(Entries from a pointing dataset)
======

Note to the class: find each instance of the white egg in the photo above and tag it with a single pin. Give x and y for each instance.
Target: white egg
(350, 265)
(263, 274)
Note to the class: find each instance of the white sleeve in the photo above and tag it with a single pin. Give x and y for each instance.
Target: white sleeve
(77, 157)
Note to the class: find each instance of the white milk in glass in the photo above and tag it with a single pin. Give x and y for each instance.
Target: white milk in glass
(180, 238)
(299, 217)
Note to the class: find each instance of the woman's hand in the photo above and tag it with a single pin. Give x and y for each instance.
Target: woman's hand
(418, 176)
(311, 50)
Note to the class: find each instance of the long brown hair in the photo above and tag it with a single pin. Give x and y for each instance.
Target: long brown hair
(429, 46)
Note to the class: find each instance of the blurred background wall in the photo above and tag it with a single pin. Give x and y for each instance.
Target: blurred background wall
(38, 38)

======

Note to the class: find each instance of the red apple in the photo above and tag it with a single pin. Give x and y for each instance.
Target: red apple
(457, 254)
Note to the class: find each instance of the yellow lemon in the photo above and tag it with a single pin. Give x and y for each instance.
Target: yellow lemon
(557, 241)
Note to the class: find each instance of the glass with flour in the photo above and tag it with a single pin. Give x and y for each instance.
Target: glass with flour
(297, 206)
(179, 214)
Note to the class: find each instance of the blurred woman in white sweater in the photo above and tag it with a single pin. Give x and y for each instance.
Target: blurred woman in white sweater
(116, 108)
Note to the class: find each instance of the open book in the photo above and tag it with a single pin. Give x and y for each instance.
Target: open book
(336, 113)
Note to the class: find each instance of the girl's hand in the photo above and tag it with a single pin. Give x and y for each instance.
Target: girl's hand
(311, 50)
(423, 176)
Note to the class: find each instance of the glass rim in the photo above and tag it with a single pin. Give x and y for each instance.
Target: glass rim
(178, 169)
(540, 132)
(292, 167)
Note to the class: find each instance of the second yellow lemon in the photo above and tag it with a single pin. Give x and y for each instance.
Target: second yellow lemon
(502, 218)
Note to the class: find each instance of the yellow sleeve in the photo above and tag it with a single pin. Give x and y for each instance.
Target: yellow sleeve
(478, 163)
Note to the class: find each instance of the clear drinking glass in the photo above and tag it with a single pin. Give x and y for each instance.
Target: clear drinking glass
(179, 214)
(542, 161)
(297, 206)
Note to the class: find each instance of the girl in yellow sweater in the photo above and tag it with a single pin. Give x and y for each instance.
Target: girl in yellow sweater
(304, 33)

======

:: Aim ::
Extract each line of the listing above that contains the word "girl". Case counts.

:: Solution for this exercise ::
Note to the class: find each instance of the girl's hand in the photo above and tag it with a single pin. Give x and y for each instance.
Target: girl's hand
Note to the class: find each instance of the girl in yellow sweater in the photo above and tag it with a single pin. Give x and y for each instance.
Target: girl in yellow sweater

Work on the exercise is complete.